→ EXERCISE DESCRIPTION
Write out the full listing exactly as given, minus the images.

***** EXERCISE INPUT *****

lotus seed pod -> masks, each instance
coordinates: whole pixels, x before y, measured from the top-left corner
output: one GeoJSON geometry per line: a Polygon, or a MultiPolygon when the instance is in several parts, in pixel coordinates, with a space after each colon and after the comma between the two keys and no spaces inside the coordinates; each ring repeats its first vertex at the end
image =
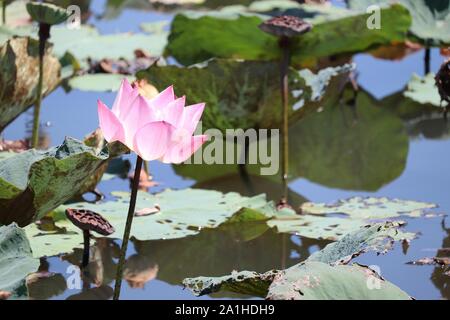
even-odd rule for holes
{"type": "Polygon", "coordinates": [[[63,23],[70,16],[65,9],[51,3],[29,2],[27,11],[34,21],[51,26],[63,23]]]}
{"type": "Polygon", "coordinates": [[[259,28],[277,37],[292,38],[309,32],[312,25],[295,16],[279,16],[264,21],[259,28]]]}
{"type": "Polygon", "coordinates": [[[442,101],[450,103],[450,60],[444,62],[436,75],[436,86],[442,101]]]}

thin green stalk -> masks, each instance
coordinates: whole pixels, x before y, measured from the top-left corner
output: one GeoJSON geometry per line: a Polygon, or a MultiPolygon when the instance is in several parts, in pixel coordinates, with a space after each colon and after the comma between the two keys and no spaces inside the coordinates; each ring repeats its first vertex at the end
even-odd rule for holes
{"type": "Polygon", "coordinates": [[[39,80],[37,87],[37,98],[34,104],[33,133],[31,136],[32,148],[37,148],[39,144],[39,116],[41,113],[42,87],[44,82],[45,45],[49,38],[50,25],[45,23],[39,24],[39,80]]]}
{"type": "Polygon", "coordinates": [[[2,1],[2,24],[6,24],[6,1],[2,1]]]}
{"type": "Polygon", "coordinates": [[[139,178],[141,175],[142,158],[137,156],[136,168],[134,170],[133,186],[131,189],[130,206],[128,208],[127,222],[123,233],[122,247],[120,248],[119,263],[117,265],[116,283],[114,286],[113,300],[119,300],[120,288],[122,286],[123,266],[128,249],[128,240],[130,239],[131,225],[133,223],[134,211],[136,209],[137,192],[139,188],[139,178]]]}
{"type": "Polygon", "coordinates": [[[280,46],[283,50],[283,58],[281,61],[281,102],[283,105],[283,130],[282,130],[282,148],[283,148],[283,165],[282,180],[283,194],[287,200],[288,188],[287,179],[289,175],[289,65],[290,65],[290,47],[289,39],[281,39],[280,46]]]}

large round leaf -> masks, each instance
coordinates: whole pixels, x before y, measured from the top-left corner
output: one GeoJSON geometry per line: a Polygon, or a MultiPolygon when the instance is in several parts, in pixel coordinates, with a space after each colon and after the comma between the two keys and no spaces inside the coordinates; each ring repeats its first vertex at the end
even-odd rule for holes
{"type": "MultiPolygon", "coordinates": [[[[341,19],[322,21],[308,34],[295,40],[293,60],[296,63],[340,53],[367,50],[376,45],[403,41],[411,25],[407,9],[393,5],[382,9],[383,27],[367,28],[369,14],[349,11],[341,19]],[[358,32],[355,32],[358,30],[358,32]]],[[[167,53],[180,63],[191,65],[209,58],[242,58],[274,60],[281,54],[277,39],[258,25],[269,18],[244,9],[221,12],[187,12],[172,22],[167,53]]]]}
{"type": "Polygon", "coordinates": [[[47,151],[29,150],[0,161],[0,223],[26,226],[76,195],[108,159],[66,138],[47,151]]]}
{"type": "Polygon", "coordinates": [[[26,294],[25,277],[38,267],[25,232],[16,224],[0,226],[0,291],[26,294]]]}

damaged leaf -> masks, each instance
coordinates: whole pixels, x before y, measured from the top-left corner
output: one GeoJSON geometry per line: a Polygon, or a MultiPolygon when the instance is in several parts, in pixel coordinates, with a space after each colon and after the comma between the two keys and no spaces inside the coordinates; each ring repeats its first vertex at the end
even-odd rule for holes
{"type": "Polygon", "coordinates": [[[26,226],[77,194],[108,159],[66,138],[46,151],[29,150],[0,161],[0,223],[26,226]]]}
{"type": "Polygon", "coordinates": [[[342,214],[354,219],[386,219],[399,216],[420,217],[427,210],[436,208],[433,203],[389,198],[354,197],[335,203],[304,203],[303,214],[342,214]]]}
{"type": "Polygon", "coordinates": [[[0,292],[26,295],[25,278],[38,267],[25,232],[16,224],[0,226],[0,292]]]}
{"type": "Polygon", "coordinates": [[[410,300],[411,297],[375,271],[360,265],[306,261],[286,270],[263,274],[242,271],[224,277],[187,278],[195,295],[219,290],[251,294],[269,300],[410,300]]]}
{"type": "MultiPolygon", "coordinates": [[[[233,8],[234,9],[234,8],[233,8]]],[[[401,5],[383,8],[383,28],[369,30],[369,14],[316,24],[311,32],[295,40],[293,63],[319,57],[367,50],[376,45],[403,41],[411,25],[407,9],[401,5]],[[358,29],[358,32],[354,32],[358,29]]],[[[217,58],[278,60],[277,39],[258,29],[270,16],[246,12],[245,8],[222,12],[185,12],[172,22],[167,54],[183,65],[217,58]],[[191,44],[195,43],[195,46],[191,44]]]]}
{"type": "MultiPolygon", "coordinates": [[[[59,84],[61,66],[48,47],[44,57],[43,94],[59,84]]],[[[0,132],[36,100],[39,78],[38,42],[13,38],[0,46],[0,132]]]]}

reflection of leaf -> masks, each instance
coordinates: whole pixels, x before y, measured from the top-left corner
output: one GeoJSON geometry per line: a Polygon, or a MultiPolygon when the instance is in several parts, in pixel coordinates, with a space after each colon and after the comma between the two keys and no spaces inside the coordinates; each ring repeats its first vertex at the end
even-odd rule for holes
{"type": "Polygon", "coordinates": [[[355,105],[327,106],[291,128],[294,177],[331,188],[375,191],[403,172],[409,145],[401,120],[363,91],[355,105]]]}
{"type": "MultiPolygon", "coordinates": [[[[15,38],[0,46],[0,132],[36,99],[39,78],[38,42],[15,38]]],[[[60,64],[47,49],[44,60],[44,95],[59,83],[60,64]]]]}
{"type": "Polygon", "coordinates": [[[0,162],[0,222],[21,226],[42,217],[74,196],[108,152],[96,152],[66,138],[47,151],[30,150],[0,162]]]}
{"type": "MultiPolygon", "coordinates": [[[[172,22],[168,54],[184,65],[213,57],[246,60],[279,58],[276,38],[258,29],[267,16],[251,13],[239,15],[234,11],[230,15],[228,17],[226,12],[178,14],[172,22]]],[[[383,28],[379,30],[366,27],[369,15],[365,13],[315,25],[311,32],[295,40],[294,62],[360,52],[376,45],[403,41],[411,24],[408,10],[393,5],[384,8],[381,15],[383,28]]]]}
{"type": "MultiPolygon", "coordinates": [[[[345,65],[318,74],[291,69],[290,121],[317,107],[332,94],[329,87],[337,86],[352,69],[345,65]]],[[[278,63],[216,59],[189,68],[154,66],[137,77],[159,90],[174,84],[179,94],[187,95],[188,103],[206,102],[202,118],[206,128],[271,128],[281,123],[278,63]]]]}
{"type": "Polygon", "coordinates": [[[433,203],[354,197],[329,204],[308,202],[300,209],[304,214],[342,214],[356,219],[385,219],[399,216],[420,217],[425,211],[436,207],[433,203]]]}
{"type": "MultiPolygon", "coordinates": [[[[388,0],[350,0],[350,7],[365,10],[372,4],[391,3],[388,0]]],[[[397,0],[408,8],[413,22],[412,38],[429,46],[450,44],[450,1],[448,0],[397,0]]]]}
{"type": "Polygon", "coordinates": [[[446,102],[441,102],[434,77],[433,73],[428,74],[425,78],[413,75],[404,93],[405,97],[420,104],[431,104],[435,107],[447,106],[446,102]]]}
{"type": "Polygon", "coordinates": [[[0,291],[26,294],[25,277],[38,267],[25,232],[15,224],[0,226],[0,291]]]}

*****

→ COMPLETE OUTPUT
lotus seed pod -> masks, each instance
coordinates: whole pixels, x before y, measured from the top-left corner
output: one GeoJSON geometry per line: a Polygon, or a MultiPolygon when the instance is in several parts, in pixel coordinates, with a space after each colon and after the comma between the two keys and no spaces inside the coordinates; each ring repeats its first vertex at the end
image =
even-odd rule for holes
{"type": "Polygon", "coordinates": [[[63,23],[70,16],[65,9],[51,3],[29,2],[27,11],[34,21],[51,26],[63,23]]]}
{"type": "Polygon", "coordinates": [[[259,28],[277,37],[292,38],[309,32],[312,25],[295,16],[279,16],[264,21],[259,28]]]}
{"type": "Polygon", "coordinates": [[[442,101],[450,103],[450,60],[444,62],[436,75],[436,86],[442,101]]]}

thin green stalk -> masks, each instance
coordinates: whole pixels, x before y, measured from the top-left corner
output: one GeoJSON geometry per line: a Polygon, or a MultiPolygon when the instance is in several parts, in pixel coordinates, with a space after each colon and after the comma between the two keys and no spaces inside the coordinates; each ring repeats its first vertex at the end
even-odd rule for holes
{"type": "Polygon", "coordinates": [[[39,80],[37,87],[37,98],[34,104],[33,133],[31,136],[32,148],[37,148],[39,144],[39,116],[41,113],[42,87],[44,82],[45,45],[49,38],[50,25],[45,23],[39,24],[39,80]]]}
{"type": "Polygon", "coordinates": [[[2,1],[2,24],[6,24],[6,1],[2,1]]]}
{"type": "Polygon", "coordinates": [[[139,178],[141,175],[142,158],[137,156],[136,168],[134,170],[133,186],[131,189],[130,206],[128,208],[127,222],[123,233],[122,247],[120,248],[119,263],[117,265],[116,283],[114,286],[113,300],[119,300],[120,288],[122,286],[123,266],[128,249],[128,240],[130,239],[131,225],[133,223],[134,211],[136,209],[137,192],[139,188],[139,178]]]}
{"type": "Polygon", "coordinates": [[[280,46],[283,50],[283,58],[281,61],[281,102],[283,105],[283,130],[282,130],[282,148],[283,148],[283,165],[282,180],[283,194],[287,200],[288,188],[287,179],[289,175],[289,65],[290,65],[290,47],[289,39],[281,39],[280,46]]]}

large round leaf -> masks, each instance
coordinates: whole pixels, x before y, measured from the top-left corner
output: one GeoJSON geometry per line: a Polygon, or a MultiPolygon when the instance is in several parts, in pixel coordinates, with a space after each colon and after the comma between the two keys and no spaces inside the coordinates; each ring repeats its first vertex at the end
even-odd rule for holes
{"type": "MultiPolygon", "coordinates": [[[[341,19],[322,21],[308,34],[295,40],[293,60],[296,63],[340,53],[367,50],[376,45],[403,41],[411,25],[407,9],[393,5],[382,9],[383,27],[367,28],[369,14],[349,11],[341,19]],[[358,32],[355,32],[358,30],[358,32]]],[[[167,53],[180,63],[191,65],[209,58],[242,58],[274,60],[281,54],[277,39],[258,25],[269,18],[244,9],[221,12],[187,12],[172,22],[167,53]]]]}
{"type": "Polygon", "coordinates": [[[47,151],[29,150],[0,161],[0,223],[26,226],[76,195],[108,159],[66,138],[47,151]]]}
{"type": "Polygon", "coordinates": [[[26,294],[25,277],[38,267],[25,232],[16,224],[0,226],[0,291],[26,294]]]}

damaged leaf -> masks, each instance
coordinates: whole pixels, x before y, measured from the top-left corner
output: one GeoJSON geometry per line: a Polygon, or a MultiPolygon when the instance is in several parts, in pixel coordinates, with a space after each colon and after the comma between the two keys and no spaces inside the coordinates; each ring repeats its first vertex at the end
even-odd rule for holes
{"type": "Polygon", "coordinates": [[[26,226],[77,194],[108,159],[66,138],[46,151],[29,150],[0,161],[0,223],[26,226]]]}
{"type": "Polygon", "coordinates": [[[342,214],[354,219],[386,219],[399,216],[420,217],[427,210],[436,208],[433,203],[389,198],[354,197],[335,203],[304,203],[303,214],[342,214]]]}
{"type": "Polygon", "coordinates": [[[0,292],[26,295],[25,278],[38,267],[25,232],[16,224],[0,226],[0,292]]]}
{"type": "Polygon", "coordinates": [[[410,300],[411,297],[375,271],[360,265],[306,261],[286,270],[263,274],[242,271],[224,277],[187,278],[195,295],[219,290],[251,294],[269,300],[410,300]]]}
{"type": "MultiPolygon", "coordinates": [[[[233,8],[234,9],[234,8],[233,8]]],[[[401,5],[383,8],[383,28],[369,30],[369,14],[316,24],[311,32],[295,40],[293,63],[319,57],[367,50],[376,45],[403,41],[411,25],[407,9],[401,5]],[[358,29],[358,32],[354,32],[358,29]]],[[[217,58],[278,60],[277,39],[258,29],[270,16],[246,12],[245,8],[222,12],[185,12],[172,22],[167,54],[183,65],[217,58]],[[191,44],[195,43],[195,46],[191,44]]]]}
{"type": "MultiPolygon", "coordinates": [[[[59,84],[61,66],[48,47],[44,57],[43,94],[59,84]]],[[[0,132],[36,100],[39,78],[38,42],[13,38],[0,46],[0,132]]]]}

reflection of leaf -> masks, each instance
coordinates: whole pixels, x before y, measured from the top-left corner
output: one GeoJSON geometry per line: a Polygon, or a MultiPolygon when the instance is in several parts, in pixel coordinates, with a space after each colon and after the comma between the two keys and no spaces inside the coordinates; each ring repeats its first vertex at the end
even-odd rule for holes
{"type": "Polygon", "coordinates": [[[355,105],[327,106],[291,128],[294,177],[331,188],[375,191],[403,172],[409,145],[401,120],[363,91],[355,105]]]}
{"type": "MultiPolygon", "coordinates": [[[[15,38],[0,46],[0,132],[36,99],[39,78],[38,42],[15,38]]],[[[60,64],[47,49],[44,60],[44,95],[59,83],[60,64]]]]}
{"type": "Polygon", "coordinates": [[[0,162],[0,222],[21,226],[42,217],[74,196],[108,152],[96,152],[66,138],[47,151],[30,150],[0,162]]]}
{"type": "MultiPolygon", "coordinates": [[[[172,22],[168,54],[184,65],[213,57],[246,60],[279,58],[276,38],[258,29],[267,16],[251,13],[239,15],[234,11],[230,15],[228,17],[226,12],[178,14],[172,22]]],[[[383,28],[379,30],[366,27],[369,15],[365,13],[315,25],[311,32],[295,40],[294,62],[360,52],[376,45],[403,41],[411,24],[408,10],[393,5],[384,8],[381,15],[383,28]]]]}
{"type": "MultiPolygon", "coordinates": [[[[345,65],[318,74],[291,69],[290,121],[317,107],[332,94],[329,87],[337,86],[352,69],[345,65]]],[[[278,63],[216,59],[189,68],[154,66],[137,77],[159,90],[174,84],[179,94],[187,95],[188,103],[206,102],[202,118],[206,128],[271,128],[281,123],[278,63]]]]}
{"type": "Polygon", "coordinates": [[[433,203],[354,197],[329,204],[308,202],[300,209],[304,214],[342,214],[356,219],[385,219],[399,216],[420,217],[425,211],[436,207],[433,203]]]}
{"type": "MultiPolygon", "coordinates": [[[[388,0],[350,0],[350,7],[365,10],[372,4],[391,3],[388,0]]],[[[397,0],[408,8],[413,22],[412,38],[429,46],[450,44],[450,1],[448,0],[397,0]]]]}
{"type": "Polygon", "coordinates": [[[446,102],[441,102],[434,77],[433,73],[428,74],[425,78],[413,75],[404,93],[405,97],[420,104],[431,104],[435,107],[447,106],[446,102]]]}
{"type": "Polygon", "coordinates": [[[0,291],[26,294],[25,277],[38,267],[25,232],[15,224],[0,226],[0,291]]]}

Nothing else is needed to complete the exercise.